The Legates then at last prepare a bull of excommunication. They are still on quite good terms with the Emperor, and they are very careful to say nothing against the Byzantine Church.[39] "As far as the pillars of the Empire are concerned, and its wise and honoured citizens, this city is most Christian and Orthodox." "But we," they go on, "not bearing the unheard-of offence and injury done to the holy Apostolic and first See, wishing to defend in every way the Catholic faith, by the authority of the holy undivided Trinity and of the Apostolic See, whose Legates we are … declare this: That Michael, patriarch by abuse, neophyte, who only took a monk's habit by fear and is now infamous because of many very bad crimes, and with him Leo, called Bishop of Achrida, and the Sacellarius of the said Michael, who with profane feet trampled on the sacrifice of the Latins and all their followers in the aforesaid errors and presumptions shall be Anathema Maranatha … with all heretics, and with the devil and his angels, unless they repent. Amen."[40] Now that the crash is coming, one asks oneself what else the Legates could have done. They had waited long enough, and if ever a man clearly showed that he wanted schism it was Cerularius. He had already excommunicated the Pope by taking his name off the diptychs. We should note that this is the only sentence that the Roman Church pronounced against the Eastern Communion. She has never excommunicated it as such, nor the other patriarchs. If they lost her communion it was because they too, following Cerularius's example, struck the Pope's name from their diptychs.

* LIST OF TASKS:
A) Using the passage about the Legates' bull against Cerularius, decide whether each statement agrees with it: (i) The Legates spoke out against the Byzantine Church. (ii) Cerularius had already removed the Pope's name from the diptychs. (iii) The Roman Church excommunicated the other patriarchs. Give yes or no for each, and quote the words that settle it.
B) Write the next part of the passage about the Legates' bull against Cerularius, starting after its final sentence.

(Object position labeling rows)
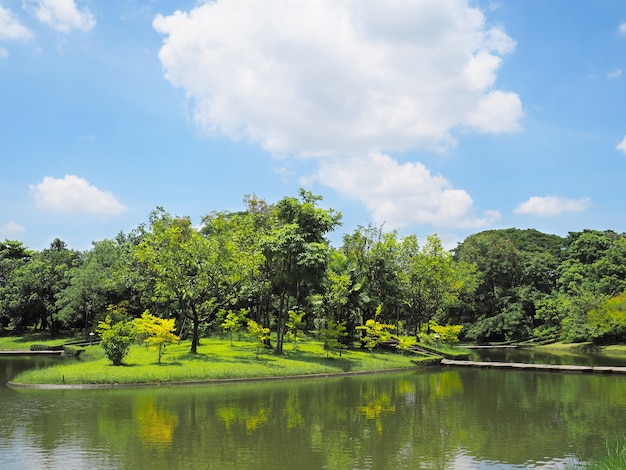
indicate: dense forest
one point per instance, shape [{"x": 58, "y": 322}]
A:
[{"x": 273, "y": 263}]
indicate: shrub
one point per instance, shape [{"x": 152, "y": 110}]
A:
[{"x": 116, "y": 340}]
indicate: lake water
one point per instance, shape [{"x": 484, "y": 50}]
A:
[{"x": 451, "y": 418}]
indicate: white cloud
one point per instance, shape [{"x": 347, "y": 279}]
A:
[
  {"x": 552, "y": 205},
  {"x": 10, "y": 27},
  {"x": 11, "y": 228},
  {"x": 63, "y": 15},
  {"x": 74, "y": 195},
  {"x": 614, "y": 74},
  {"x": 340, "y": 78},
  {"x": 401, "y": 194}
]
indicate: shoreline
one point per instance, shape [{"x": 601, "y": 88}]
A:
[{"x": 16, "y": 385}]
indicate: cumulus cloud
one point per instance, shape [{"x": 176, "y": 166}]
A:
[
  {"x": 349, "y": 83},
  {"x": 614, "y": 74},
  {"x": 11, "y": 228},
  {"x": 552, "y": 205},
  {"x": 63, "y": 15},
  {"x": 339, "y": 78},
  {"x": 401, "y": 194},
  {"x": 10, "y": 27},
  {"x": 74, "y": 195}
]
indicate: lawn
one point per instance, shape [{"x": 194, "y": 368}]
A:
[
  {"x": 216, "y": 360},
  {"x": 23, "y": 342}
]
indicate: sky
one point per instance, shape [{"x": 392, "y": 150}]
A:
[{"x": 444, "y": 117}]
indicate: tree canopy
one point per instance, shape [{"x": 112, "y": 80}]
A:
[{"x": 273, "y": 263}]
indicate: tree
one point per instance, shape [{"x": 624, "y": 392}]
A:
[
  {"x": 93, "y": 285},
  {"x": 31, "y": 291},
  {"x": 156, "y": 332},
  {"x": 259, "y": 333},
  {"x": 332, "y": 335},
  {"x": 295, "y": 325},
  {"x": 116, "y": 339},
  {"x": 198, "y": 275},
  {"x": 233, "y": 322},
  {"x": 296, "y": 253},
  {"x": 375, "y": 331}
]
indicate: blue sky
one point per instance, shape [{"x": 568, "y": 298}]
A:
[{"x": 426, "y": 116}]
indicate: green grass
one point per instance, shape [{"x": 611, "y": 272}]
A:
[
  {"x": 17, "y": 343},
  {"x": 612, "y": 458},
  {"x": 216, "y": 359}
]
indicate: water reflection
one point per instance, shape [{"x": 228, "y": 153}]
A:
[{"x": 436, "y": 419}]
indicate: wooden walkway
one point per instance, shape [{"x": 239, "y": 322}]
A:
[
  {"x": 546, "y": 367},
  {"x": 25, "y": 352}
]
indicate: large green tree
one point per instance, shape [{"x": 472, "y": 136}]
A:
[
  {"x": 296, "y": 253},
  {"x": 198, "y": 275}
]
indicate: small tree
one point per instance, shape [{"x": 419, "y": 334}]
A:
[
  {"x": 116, "y": 339},
  {"x": 295, "y": 325},
  {"x": 233, "y": 322},
  {"x": 375, "y": 331},
  {"x": 448, "y": 334},
  {"x": 332, "y": 336},
  {"x": 260, "y": 333},
  {"x": 156, "y": 332}
]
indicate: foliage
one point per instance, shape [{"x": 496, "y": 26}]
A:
[
  {"x": 332, "y": 335},
  {"x": 233, "y": 322},
  {"x": 295, "y": 325},
  {"x": 116, "y": 339},
  {"x": 259, "y": 333},
  {"x": 607, "y": 323},
  {"x": 215, "y": 360},
  {"x": 156, "y": 332},
  {"x": 375, "y": 332},
  {"x": 448, "y": 334},
  {"x": 270, "y": 260}
]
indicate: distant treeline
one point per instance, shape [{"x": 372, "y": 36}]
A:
[{"x": 273, "y": 260}]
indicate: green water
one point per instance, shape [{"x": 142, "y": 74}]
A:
[{"x": 435, "y": 419}]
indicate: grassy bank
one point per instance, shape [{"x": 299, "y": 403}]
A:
[
  {"x": 216, "y": 359},
  {"x": 575, "y": 348},
  {"x": 19, "y": 343}
]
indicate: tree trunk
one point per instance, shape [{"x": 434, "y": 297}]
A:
[{"x": 195, "y": 333}]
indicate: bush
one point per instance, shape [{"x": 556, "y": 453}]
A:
[{"x": 116, "y": 340}]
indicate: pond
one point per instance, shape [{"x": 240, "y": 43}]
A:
[
  {"x": 548, "y": 356},
  {"x": 436, "y": 419}
]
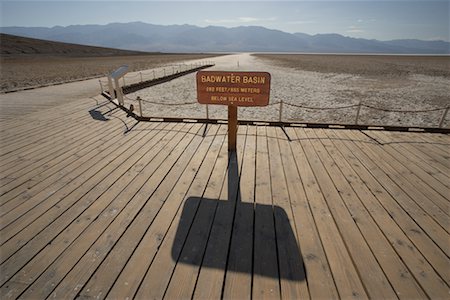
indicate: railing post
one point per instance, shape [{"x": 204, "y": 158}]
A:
[
  {"x": 357, "y": 112},
  {"x": 444, "y": 115},
  {"x": 281, "y": 110},
  {"x": 140, "y": 105},
  {"x": 101, "y": 86}
]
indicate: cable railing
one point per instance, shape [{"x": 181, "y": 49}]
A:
[
  {"x": 143, "y": 76},
  {"x": 282, "y": 107}
]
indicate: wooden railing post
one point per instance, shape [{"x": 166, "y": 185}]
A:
[
  {"x": 140, "y": 105},
  {"x": 444, "y": 115},
  {"x": 357, "y": 112},
  {"x": 101, "y": 86}
]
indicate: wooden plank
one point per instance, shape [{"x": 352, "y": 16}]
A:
[
  {"x": 412, "y": 154},
  {"x": 292, "y": 273},
  {"x": 159, "y": 274},
  {"x": 53, "y": 129},
  {"x": 396, "y": 172},
  {"x": 172, "y": 167},
  {"x": 27, "y": 212},
  {"x": 58, "y": 201},
  {"x": 434, "y": 190},
  {"x": 186, "y": 271},
  {"x": 125, "y": 251},
  {"x": 59, "y": 217},
  {"x": 344, "y": 273},
  {"x": 34, "y": 172},
  {"x": 365, "y": 211},
  {"x": 58, "y": 269},
  {"x": 68, "y": 133},
  {"x": 421, "y": 269},
  {"x": 265, "y": 266},
  {"x": 20, "y": 125},
  {"x": 338, "y": 196},
  {"x": 238, "y": 277},
  {"x": 318, "y": 274},
  {"x": 212, "y": 273}
]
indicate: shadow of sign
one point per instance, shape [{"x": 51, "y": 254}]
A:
[{"x": 239, "y": 236}]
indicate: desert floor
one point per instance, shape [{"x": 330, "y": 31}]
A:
[
  {"x": 313, "y": 88},
  {"x": 324, "y": 82}
]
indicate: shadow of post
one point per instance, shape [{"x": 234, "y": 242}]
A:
[{"x": 220, "y": 234}]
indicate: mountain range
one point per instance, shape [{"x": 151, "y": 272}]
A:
[{"x": 141, "y": 36}]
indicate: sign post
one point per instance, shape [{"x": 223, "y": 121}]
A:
[{"x": 233, "y": 89}]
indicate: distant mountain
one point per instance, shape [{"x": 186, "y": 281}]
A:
[
  {"x": 17, "y": 45},
  {"x": 187, "y": 38}
]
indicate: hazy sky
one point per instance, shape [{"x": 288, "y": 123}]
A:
[{"x": 382, "y": 20}]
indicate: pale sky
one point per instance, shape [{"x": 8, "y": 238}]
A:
[{"x": 382, "y": 20}]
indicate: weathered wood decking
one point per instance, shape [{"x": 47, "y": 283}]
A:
[{"x": 95, "y": 205}]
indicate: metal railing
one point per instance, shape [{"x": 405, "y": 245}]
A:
[
  {"x": 154, "y": 74},
  {"x": 282, "y": 104}
]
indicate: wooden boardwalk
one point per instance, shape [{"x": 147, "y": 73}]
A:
[{"x": 95, "y": 205}]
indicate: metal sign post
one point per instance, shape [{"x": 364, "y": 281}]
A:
[{"x": 233, "y": 89}]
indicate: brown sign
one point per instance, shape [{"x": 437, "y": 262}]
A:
[{"x": 233, "y": 88}]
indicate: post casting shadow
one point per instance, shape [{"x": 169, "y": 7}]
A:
[{"x": 239, "y": 236}]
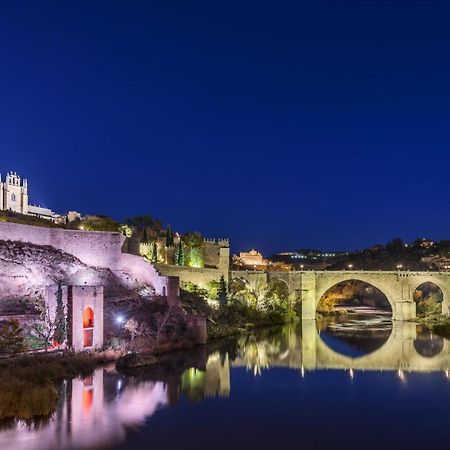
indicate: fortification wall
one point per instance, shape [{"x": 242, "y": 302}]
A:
[
  {"x": 212, "y": 251},
  {"x": 98, "y": 249},
  {"x": 199, "y": 276}
]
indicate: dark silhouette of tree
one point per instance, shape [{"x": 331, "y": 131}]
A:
[
  {"x": 60, "y": 335},
  {"x": 11, "y": 338},
  {"x": 222, "y": 292},
  {"x": 179, "y": 255},
  {"x": 169, "y": 236},
  {"x": 154, "y": 252}
]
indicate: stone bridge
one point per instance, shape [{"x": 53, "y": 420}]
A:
[
  {"x": 309, "y": 286},
  {"x": 310, "y": 352}
]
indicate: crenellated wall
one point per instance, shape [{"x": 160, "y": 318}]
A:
[{"x": 98, "y": 249}]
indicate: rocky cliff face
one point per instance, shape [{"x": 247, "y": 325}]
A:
[{"x": 26, "y": 269}]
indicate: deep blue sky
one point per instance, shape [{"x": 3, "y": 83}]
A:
[{"x": 278, "y": 124}]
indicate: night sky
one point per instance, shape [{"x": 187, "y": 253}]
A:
[{"x": 277, "y": 124}]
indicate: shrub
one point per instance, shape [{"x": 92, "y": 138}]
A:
[{"x": 11, "y": 338}]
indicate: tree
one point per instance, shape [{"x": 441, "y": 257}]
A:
[
  {"x": 144, "y": 236},
  {"x": 60, "y": 334},
  {"x": 179, "y": 255},
  {"x": 11, "y": 338},
  {"x": 144, "y": 221},
  {"x": 194, "y": 239},
  {"x": 169, "y": 236},
  {"x": 44, "y": 328},
  {"x": 222, "y": 292},
  {"x": 99, "y": 223},
  {"x": 154, "y": 257},
  {"x": 126, "y": 230}
]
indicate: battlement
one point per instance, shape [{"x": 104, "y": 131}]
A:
[
  {"x": 12, "y": 179},
  {"x": 222, "y": 242}
]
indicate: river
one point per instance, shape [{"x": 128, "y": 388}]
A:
[{"x": 355, "y": 382}]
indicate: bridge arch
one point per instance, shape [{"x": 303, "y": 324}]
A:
[
  {"x": 429, "y": 297},
  {"x": 398, "y": 352},
  {"x": 326, "y": 304},
  {"x": 328, "y": 283}
]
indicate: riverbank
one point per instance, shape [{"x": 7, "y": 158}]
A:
[{"x": 29, "y": 383}]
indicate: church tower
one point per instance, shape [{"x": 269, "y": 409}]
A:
[{"x": 14, "y": 194}]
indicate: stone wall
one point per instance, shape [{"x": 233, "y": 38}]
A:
[
  {"x": 95, "y": 248},
  {"x": 98, "y": 249},
  {"x": 199, "y": 276}
]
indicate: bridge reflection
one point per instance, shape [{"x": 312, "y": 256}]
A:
[{"x": 99, "y": 410}]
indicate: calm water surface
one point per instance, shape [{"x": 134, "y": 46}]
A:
[{"x": 355, "y": 382}]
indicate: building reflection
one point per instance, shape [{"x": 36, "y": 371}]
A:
[
  {"x": 97, "y": 411},
  {"x": 94, "y": 411}
]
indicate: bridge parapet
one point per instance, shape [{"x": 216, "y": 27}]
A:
[{"x": 397, "y": 286}]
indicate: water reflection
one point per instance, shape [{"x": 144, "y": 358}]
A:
[
  {"x": 102, "y": 410},
  {"x": 359, "y": 332}
]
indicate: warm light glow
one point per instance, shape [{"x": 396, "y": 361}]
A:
[
  {"x": 88, "y": 318},
  {"x": 120, "y": 319}
]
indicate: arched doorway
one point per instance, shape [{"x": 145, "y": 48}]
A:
[
  {"x": 428, "y": 297},
  {"x": 354, "y": 318},
  {"x": 88, "y": 327}
]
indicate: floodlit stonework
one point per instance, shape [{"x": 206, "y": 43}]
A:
[
  {"x": 309, "y": 287},
  {"x": 14, "y": 197}
]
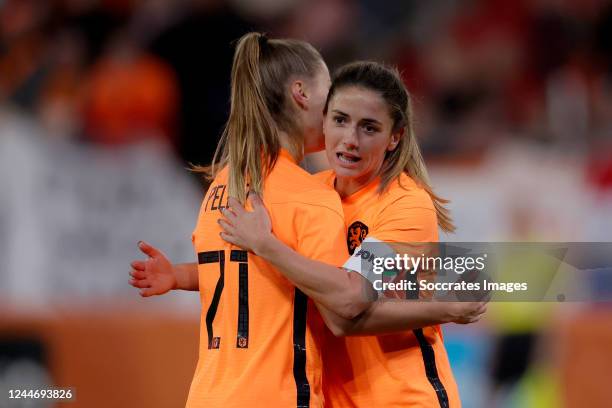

* OUTPUTS:
A)
(i) No: "they are very careful to say nothing against the Byzantine Church."
(ii) Yes: "He had already excommunicated the Pope by taking his name off the diptychs."
(iii) No: "She has never excommunicated it as such, nor the other patriarchs."

B)
It was Saturday, July 16, 1054,[41] at the third hour (9 a.m). The Hagia Sophia was full of people, the priests and deacons are vested, the Prothesis (preparation) of the holy Liturgy has just begun. Then the three Latin legates walk up the great church through the people, go in through the Royal Door of the Ikonostasis and lay their bull of excommunication on the altar. As they turn back they say: Videat Deus et iudicet.[42] The schism was complete.

It is always rather dangerous to claim that misfortunes are a judgement of God, and indeed no one could have any thought of satisfaction at the most awful calamity that ever happened to Christian Europe. At the same time one realizes how, from the day the Legates turned back from the altar on which they had laid their bull, the Byzantine Church has been cut off from all intercourse with the rest of Christendom, how her enemies gathered round this city nearer and nearer each century, till at last they took it, how they overturned this very altar as Cerularius had overturned the Latin altars, took away the great church as he had taken away ours, and how since that the successors of the man who would not bow to the Roman Pontiff have had to bow to, have had to receive their investiture from, the unbaptized tyrant who sits on the throne of Constantine; one realizes this and sees that the words of the Legates were heard and that God has seen and judged.

3. After the Schism.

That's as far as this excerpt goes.